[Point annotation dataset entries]

▬▬▬▬▬▬

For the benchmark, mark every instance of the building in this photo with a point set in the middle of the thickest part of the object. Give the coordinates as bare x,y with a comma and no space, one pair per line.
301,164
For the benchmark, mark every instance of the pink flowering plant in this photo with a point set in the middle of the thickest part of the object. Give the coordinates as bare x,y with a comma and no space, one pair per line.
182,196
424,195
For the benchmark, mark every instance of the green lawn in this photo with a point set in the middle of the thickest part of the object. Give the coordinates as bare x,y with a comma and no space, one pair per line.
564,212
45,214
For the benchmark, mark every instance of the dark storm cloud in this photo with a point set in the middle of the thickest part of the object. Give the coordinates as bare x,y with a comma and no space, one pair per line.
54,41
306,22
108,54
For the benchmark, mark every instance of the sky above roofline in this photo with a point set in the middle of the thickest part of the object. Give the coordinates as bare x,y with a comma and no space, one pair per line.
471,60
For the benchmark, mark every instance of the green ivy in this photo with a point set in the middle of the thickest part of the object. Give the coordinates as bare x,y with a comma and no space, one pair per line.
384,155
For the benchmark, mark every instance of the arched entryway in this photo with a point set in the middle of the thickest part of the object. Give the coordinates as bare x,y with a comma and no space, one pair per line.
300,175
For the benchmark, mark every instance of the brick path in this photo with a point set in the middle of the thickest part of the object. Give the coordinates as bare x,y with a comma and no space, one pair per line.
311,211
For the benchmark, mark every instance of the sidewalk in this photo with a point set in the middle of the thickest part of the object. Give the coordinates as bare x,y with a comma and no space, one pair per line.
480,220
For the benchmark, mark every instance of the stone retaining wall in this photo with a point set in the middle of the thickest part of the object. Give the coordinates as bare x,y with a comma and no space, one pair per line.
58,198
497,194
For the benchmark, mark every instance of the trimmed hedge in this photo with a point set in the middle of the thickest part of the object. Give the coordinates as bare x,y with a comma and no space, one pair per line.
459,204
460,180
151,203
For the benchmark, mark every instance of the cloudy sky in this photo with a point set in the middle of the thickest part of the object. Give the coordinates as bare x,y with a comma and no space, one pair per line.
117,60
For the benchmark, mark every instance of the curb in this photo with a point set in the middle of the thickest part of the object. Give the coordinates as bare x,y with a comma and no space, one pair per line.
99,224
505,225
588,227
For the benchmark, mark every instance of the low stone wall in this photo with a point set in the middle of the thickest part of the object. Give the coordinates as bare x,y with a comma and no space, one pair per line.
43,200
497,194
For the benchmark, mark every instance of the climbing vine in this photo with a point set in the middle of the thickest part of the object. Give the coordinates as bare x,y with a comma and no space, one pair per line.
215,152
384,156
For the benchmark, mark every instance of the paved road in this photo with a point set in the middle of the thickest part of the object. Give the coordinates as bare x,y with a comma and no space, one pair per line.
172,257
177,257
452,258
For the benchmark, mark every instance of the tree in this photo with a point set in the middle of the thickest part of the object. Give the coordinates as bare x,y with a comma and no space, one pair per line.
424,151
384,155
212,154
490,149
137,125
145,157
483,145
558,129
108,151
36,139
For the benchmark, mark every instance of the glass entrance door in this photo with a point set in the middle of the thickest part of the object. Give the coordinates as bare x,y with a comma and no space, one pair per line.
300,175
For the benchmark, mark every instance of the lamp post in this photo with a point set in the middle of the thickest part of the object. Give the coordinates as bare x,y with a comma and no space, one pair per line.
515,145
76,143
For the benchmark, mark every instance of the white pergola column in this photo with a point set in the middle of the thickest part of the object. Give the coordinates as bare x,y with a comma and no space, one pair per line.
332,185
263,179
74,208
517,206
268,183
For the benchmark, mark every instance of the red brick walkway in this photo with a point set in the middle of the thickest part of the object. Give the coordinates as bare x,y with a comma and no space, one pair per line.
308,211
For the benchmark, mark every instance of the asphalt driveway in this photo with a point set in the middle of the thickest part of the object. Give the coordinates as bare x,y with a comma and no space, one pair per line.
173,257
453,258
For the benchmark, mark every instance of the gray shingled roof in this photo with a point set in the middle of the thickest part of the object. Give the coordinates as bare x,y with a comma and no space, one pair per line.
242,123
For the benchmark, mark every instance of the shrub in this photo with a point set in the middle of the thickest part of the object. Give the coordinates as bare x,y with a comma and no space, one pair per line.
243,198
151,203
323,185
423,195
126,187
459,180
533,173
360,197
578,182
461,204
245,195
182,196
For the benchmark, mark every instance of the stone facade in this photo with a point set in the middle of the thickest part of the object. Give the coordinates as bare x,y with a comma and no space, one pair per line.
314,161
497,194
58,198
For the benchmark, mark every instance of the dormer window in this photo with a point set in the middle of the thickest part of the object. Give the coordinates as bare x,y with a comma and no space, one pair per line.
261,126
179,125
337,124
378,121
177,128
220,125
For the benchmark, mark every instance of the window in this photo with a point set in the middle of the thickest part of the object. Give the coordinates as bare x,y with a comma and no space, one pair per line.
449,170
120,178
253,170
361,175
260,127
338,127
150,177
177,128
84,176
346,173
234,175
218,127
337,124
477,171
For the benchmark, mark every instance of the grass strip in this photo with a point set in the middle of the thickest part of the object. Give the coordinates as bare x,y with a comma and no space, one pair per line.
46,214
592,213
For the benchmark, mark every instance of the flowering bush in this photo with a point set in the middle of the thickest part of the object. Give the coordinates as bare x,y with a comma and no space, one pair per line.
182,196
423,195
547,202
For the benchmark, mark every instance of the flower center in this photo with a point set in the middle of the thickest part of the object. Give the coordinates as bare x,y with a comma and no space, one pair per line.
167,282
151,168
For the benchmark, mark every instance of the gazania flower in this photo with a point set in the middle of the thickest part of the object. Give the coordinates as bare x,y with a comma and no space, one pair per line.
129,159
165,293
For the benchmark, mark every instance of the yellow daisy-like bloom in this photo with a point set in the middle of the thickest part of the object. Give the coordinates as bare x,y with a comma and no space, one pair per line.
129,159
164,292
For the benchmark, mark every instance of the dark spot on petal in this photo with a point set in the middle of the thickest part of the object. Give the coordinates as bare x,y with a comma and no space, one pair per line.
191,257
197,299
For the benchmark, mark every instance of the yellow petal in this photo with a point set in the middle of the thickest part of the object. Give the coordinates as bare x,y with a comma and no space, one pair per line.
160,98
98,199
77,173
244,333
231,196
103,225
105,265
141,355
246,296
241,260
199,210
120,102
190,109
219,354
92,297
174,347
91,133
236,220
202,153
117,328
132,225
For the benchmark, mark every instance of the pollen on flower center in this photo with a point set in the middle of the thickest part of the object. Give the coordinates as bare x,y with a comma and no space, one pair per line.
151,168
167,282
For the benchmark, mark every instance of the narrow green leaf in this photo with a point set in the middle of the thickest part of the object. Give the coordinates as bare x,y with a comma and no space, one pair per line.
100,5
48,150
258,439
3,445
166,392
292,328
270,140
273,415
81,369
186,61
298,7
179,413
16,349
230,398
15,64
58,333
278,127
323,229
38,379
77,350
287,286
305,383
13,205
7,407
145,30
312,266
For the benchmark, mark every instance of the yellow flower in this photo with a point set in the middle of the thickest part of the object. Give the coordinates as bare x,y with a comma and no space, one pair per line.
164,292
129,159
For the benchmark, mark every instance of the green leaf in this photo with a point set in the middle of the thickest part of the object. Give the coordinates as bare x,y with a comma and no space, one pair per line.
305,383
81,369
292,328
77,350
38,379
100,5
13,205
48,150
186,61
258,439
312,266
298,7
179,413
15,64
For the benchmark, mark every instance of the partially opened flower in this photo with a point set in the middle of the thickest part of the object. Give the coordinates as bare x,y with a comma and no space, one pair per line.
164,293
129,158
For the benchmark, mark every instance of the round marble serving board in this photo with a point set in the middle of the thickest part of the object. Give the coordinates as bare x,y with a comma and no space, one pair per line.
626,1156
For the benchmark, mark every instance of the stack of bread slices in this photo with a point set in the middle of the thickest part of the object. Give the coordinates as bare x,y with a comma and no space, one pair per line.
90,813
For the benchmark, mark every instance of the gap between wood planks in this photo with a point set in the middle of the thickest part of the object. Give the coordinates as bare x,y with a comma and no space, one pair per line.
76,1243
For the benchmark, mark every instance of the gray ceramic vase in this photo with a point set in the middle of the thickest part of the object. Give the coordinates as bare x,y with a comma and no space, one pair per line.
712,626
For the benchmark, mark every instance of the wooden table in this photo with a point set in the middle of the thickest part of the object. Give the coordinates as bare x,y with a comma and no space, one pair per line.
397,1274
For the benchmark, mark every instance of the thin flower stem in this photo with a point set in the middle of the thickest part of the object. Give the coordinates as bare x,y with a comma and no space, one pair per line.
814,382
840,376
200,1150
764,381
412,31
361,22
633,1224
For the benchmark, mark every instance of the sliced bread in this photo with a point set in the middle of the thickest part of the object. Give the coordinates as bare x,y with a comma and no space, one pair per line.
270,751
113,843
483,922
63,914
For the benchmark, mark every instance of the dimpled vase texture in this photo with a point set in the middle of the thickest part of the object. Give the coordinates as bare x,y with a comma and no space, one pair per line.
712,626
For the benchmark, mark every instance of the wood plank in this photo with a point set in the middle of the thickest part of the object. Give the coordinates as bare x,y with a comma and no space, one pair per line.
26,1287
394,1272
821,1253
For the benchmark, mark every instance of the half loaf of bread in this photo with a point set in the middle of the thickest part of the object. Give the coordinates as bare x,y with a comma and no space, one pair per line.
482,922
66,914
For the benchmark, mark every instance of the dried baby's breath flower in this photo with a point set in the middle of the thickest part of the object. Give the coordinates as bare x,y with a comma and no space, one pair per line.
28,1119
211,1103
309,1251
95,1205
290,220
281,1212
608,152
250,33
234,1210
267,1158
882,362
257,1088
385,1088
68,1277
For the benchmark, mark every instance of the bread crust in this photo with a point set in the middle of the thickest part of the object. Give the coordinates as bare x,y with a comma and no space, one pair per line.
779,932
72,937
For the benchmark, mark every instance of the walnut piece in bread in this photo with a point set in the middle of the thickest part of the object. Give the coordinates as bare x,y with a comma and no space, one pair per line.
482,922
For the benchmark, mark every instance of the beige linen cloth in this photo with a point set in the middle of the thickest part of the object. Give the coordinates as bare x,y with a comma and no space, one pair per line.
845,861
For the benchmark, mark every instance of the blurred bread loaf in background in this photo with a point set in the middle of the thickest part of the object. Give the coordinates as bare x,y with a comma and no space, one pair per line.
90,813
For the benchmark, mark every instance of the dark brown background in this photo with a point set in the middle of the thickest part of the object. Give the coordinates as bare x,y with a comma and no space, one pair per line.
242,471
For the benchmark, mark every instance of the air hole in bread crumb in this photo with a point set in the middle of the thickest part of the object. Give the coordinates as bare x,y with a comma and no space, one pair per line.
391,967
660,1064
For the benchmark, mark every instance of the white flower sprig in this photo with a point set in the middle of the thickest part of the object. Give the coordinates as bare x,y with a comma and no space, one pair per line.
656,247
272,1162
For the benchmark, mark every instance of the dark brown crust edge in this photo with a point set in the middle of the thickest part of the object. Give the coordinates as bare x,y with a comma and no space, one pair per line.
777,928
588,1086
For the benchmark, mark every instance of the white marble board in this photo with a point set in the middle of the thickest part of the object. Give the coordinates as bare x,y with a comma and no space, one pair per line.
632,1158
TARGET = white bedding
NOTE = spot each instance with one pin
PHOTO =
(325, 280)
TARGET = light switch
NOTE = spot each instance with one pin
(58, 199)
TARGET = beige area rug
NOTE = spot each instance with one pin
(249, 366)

▬▬▬▬▬▬

Return, without any change, the entries from the line holding "For the benchmark, mark every instance of the dark brown crust" through the last line of the entries, both ends included.

Exercise output.
For the benchmark, mark every instance of the dark brown crust edge in this photo with a point set in the middle of the thickest part of the object. Give the coordinates as bare x,y with a comma and no space, one pair per line.
777,928
588,1086
For the benchmark, mark every instance of the white marble board in this photo with a point set in the middle of the thickest part of the object. Give the coordinates as bare x,y with a comma and no space, one pair per line.
632,1158
TARGET = white bedding
NOTE = spot each instance with one pin
PHOTO =
(325, 280)
TARGET = light switch
NOTE = spot each instance with one pin
(58, 199)
TARGET = beige area rug
NOTE = spot each instance with one pin
(249, 366)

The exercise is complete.